TO DO: Can you copy the lines below word for word, starting with the line that contains "Expected: one dot placed on each instance of the black leather" and stopping after the line that contains "point(94, 100)"?

━━ AVAILABLE RECORDS

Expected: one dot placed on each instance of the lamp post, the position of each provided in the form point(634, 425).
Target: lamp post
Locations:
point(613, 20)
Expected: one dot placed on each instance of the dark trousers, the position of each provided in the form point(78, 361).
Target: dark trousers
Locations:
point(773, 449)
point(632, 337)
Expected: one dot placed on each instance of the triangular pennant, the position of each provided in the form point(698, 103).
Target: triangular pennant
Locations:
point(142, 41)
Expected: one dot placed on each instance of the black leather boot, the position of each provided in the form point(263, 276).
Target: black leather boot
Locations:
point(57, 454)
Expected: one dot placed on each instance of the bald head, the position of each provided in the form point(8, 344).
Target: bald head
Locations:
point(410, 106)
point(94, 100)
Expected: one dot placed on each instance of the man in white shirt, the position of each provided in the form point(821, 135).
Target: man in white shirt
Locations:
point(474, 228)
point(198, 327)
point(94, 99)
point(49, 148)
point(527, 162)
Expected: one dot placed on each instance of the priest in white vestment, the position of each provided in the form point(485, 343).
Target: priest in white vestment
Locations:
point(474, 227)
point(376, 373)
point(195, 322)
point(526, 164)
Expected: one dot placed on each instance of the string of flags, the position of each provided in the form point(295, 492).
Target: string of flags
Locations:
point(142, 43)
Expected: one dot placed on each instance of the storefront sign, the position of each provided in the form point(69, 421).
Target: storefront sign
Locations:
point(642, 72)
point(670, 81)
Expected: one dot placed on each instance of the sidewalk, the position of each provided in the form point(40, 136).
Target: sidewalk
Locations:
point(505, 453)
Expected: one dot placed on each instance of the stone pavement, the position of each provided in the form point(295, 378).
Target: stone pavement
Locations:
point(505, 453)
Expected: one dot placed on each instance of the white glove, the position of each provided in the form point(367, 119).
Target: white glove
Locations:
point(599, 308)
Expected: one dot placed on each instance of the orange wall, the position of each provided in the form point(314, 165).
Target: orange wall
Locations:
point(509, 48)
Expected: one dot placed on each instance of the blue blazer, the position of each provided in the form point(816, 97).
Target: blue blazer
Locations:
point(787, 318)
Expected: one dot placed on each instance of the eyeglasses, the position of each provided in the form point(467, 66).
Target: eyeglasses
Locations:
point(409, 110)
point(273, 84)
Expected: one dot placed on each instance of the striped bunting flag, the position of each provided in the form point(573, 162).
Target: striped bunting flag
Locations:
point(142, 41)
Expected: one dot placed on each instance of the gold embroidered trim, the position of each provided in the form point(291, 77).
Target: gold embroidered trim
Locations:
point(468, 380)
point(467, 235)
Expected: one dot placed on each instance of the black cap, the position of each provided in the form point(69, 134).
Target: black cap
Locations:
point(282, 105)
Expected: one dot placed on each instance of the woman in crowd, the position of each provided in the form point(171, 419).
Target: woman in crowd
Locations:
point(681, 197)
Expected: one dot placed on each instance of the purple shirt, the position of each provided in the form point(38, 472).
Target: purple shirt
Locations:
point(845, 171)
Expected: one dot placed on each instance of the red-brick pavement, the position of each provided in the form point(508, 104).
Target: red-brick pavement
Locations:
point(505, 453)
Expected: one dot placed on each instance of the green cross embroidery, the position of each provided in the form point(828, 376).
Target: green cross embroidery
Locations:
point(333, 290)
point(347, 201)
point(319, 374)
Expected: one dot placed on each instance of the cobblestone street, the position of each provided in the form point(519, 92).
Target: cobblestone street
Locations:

━━━━

OUTPUT BELOW:
Expected: one dot placed on each instance of the black leather boot, the position of each provided in the form point(263, 276).
Target: black leather boot
Locations:
point(57, 454)
Expected: one dot placed on each instance of the bald head, the position of each provided in the form point(8, 344).
Target: bald head
Locations:
point(410, 106)
point(94, 100)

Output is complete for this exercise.